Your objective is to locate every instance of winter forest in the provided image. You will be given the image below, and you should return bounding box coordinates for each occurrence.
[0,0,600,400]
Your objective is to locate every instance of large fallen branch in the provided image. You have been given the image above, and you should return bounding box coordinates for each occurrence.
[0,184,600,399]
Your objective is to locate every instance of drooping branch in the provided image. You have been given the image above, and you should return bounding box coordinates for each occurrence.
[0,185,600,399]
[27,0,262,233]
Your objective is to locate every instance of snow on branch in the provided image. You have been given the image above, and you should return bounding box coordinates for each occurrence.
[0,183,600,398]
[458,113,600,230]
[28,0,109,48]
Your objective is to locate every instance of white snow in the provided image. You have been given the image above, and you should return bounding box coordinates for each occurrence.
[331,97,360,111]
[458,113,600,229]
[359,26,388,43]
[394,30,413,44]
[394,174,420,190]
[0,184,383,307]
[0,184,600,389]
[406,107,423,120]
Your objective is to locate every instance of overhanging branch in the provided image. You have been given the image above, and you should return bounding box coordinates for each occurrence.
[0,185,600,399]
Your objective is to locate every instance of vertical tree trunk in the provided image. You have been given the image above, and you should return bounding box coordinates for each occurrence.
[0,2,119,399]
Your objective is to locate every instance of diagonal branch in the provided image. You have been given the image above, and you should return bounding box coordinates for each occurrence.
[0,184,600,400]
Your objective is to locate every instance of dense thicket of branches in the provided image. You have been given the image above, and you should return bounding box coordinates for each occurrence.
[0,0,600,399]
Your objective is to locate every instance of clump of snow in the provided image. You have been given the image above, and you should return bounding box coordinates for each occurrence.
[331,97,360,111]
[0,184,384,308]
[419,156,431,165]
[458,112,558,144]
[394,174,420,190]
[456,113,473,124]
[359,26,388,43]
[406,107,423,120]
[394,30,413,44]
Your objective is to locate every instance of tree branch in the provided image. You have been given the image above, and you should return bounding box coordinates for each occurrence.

※

Aim: Please turn the material between the lines holding "Your objective is to locate every instance of large" and "[27,0,262,233]", inclusive, into a two-column CSV with the headers input and output. Give one row per entry, with its text and its answer each in a single quoted field and line breaks replaced by spaces.

Correct response:
input,output
"Your objective is to locate every instance of large fallen branch in the provided image. You have been given the image above, and you should return bounding box coordinates for each occurrence.","[0,184,600,399]"
"Your objective is to locate every instance of drooping branch in the provided image. You have been given the image above, and you should return bounding box coordinates for each occurrence.","[0,185,600,399] [27,0,262,233]"